== TEXT PROVIDED ==
I don't know the proper term for the coloring, but she surely is beautiful! My Cherub, who is a fantail/feral mix has lots of colors like that.

Terry


----------



## Maggie-NC

Don't know what she is - George may. Anyhow, she is absolutely gorgeous.


----------



## ohiogsp

Thanks, she is pretty.


----------



## mr squeaks

WOW! What a stunning pigeon!!   

Shi


----------



## eric98223

grizzle check?? 

i dont know. nice bird though!!


----------



## trinity

it is a check grizzle.

The face suggests that it is a cross breed of some red coloured homer and a white pigeon. thats it. correct me if i am wrong.


----------



## george simon

*Tiger Color Effect*

HI OHIOGSP, The first thing the band IPB this means INDEPENDENT PIGEON BREEDER. Which many people that do not belong to a regular pigeon club use .many of these people work on color projects. The bird that you have looks to me to be a racing homer that some one was trying to develope a tiger color effect and I would say that he was successful. I have never seen a tiger color effect in the racing homer breed. So the bird that you have is a black tiger racing homer, the tiger effect can come in other colors. .GEORGE


----------



## ohiogsp

Thanks for the info George. Here is anouther pic with her wing open.

== EXTRACTED MATERIAL ==
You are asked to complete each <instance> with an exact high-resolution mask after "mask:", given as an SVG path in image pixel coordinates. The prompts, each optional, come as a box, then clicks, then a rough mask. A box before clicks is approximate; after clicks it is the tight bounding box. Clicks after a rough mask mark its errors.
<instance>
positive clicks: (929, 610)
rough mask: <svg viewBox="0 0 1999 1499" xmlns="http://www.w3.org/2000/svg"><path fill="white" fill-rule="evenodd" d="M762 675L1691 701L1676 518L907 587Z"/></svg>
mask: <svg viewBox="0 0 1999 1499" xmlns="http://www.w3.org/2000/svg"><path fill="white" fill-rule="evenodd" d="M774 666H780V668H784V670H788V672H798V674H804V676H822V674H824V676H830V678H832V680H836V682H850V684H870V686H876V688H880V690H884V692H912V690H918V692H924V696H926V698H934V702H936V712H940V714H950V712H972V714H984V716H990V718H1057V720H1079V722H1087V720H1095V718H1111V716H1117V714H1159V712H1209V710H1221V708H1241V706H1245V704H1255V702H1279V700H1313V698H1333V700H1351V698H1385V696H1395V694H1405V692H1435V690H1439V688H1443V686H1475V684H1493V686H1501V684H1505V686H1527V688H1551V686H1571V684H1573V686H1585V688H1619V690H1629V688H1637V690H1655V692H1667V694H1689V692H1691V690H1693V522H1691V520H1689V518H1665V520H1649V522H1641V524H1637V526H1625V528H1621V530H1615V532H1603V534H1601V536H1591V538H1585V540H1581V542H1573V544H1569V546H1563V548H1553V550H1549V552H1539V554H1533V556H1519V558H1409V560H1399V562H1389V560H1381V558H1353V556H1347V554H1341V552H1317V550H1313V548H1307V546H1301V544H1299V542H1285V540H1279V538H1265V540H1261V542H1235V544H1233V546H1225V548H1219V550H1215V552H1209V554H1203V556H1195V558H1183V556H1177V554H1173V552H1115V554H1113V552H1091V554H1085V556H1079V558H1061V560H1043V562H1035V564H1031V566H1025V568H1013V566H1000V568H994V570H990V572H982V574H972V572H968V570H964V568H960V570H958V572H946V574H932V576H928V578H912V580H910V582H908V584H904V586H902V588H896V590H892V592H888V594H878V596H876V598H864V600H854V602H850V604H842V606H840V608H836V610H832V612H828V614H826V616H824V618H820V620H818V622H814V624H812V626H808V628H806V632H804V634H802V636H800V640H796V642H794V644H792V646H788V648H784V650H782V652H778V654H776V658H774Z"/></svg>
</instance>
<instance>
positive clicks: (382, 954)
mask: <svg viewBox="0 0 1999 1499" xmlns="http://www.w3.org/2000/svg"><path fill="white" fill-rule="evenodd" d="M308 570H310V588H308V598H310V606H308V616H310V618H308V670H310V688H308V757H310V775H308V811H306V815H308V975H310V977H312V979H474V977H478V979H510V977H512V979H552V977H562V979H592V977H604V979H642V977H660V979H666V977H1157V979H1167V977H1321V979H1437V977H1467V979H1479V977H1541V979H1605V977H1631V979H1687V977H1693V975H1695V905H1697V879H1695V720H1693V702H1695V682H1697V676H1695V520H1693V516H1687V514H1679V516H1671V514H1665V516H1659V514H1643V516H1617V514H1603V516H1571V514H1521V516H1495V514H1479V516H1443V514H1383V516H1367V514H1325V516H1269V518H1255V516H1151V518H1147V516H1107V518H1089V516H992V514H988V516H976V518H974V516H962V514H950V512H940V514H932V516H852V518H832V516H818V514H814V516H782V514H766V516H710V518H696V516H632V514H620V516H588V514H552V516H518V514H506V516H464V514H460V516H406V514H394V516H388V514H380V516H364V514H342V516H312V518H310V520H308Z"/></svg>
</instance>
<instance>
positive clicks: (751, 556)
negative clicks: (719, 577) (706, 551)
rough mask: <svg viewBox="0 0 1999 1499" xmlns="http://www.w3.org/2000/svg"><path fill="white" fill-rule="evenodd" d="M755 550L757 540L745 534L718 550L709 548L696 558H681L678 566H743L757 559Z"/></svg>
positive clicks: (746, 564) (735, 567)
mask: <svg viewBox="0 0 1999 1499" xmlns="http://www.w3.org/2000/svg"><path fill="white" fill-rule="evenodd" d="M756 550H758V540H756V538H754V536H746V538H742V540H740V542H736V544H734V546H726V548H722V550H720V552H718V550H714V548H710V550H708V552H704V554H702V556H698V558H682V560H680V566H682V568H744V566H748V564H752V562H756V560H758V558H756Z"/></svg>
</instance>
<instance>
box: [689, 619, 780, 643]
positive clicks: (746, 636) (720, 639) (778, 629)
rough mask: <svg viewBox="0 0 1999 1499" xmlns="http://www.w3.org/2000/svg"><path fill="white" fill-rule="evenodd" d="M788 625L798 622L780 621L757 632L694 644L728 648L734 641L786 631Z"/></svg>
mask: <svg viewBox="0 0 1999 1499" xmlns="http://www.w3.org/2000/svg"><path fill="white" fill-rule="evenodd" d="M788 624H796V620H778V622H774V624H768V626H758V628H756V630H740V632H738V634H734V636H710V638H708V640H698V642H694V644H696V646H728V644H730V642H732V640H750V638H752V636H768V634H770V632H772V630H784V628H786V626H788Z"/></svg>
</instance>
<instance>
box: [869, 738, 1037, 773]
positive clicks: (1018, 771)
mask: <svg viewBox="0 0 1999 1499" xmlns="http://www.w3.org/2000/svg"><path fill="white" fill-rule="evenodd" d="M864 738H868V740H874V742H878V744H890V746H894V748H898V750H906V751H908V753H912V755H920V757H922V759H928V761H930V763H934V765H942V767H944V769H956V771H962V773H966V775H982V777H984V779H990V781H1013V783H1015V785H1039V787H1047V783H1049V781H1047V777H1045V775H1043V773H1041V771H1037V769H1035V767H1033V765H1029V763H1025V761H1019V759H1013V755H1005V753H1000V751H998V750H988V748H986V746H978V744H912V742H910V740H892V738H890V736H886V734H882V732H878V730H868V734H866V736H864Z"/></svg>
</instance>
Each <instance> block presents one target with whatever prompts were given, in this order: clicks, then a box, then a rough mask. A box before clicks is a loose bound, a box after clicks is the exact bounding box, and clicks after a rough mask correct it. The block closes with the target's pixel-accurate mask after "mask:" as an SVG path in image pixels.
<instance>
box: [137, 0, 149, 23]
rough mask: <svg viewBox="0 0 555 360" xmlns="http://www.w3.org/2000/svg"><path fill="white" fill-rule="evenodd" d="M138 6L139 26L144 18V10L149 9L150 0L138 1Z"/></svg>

== WHAT THIS TASK INVOLVES ==
Decide whether each statement below agrees with the forum thread about the pigeon's coloring. Answer yes or no for each, and quote the exact words from the thread that decide it.
1. The letters IPB on the band stand for Independent Pigeon Breeder.
2. George has seen the tiger color effect in racing homers before.
3. The bird called Cherub is a fantail/feral mix.

== RESULT FOR THIS TASK ==
1. Yes: "the band IPB this means INDEPENDENT PIGEON BREEDER"
2. No: "I have never seen a tiger color effect in the racing homer breed."
3. Yes: "My Cherub, who is a fantail/feral mix"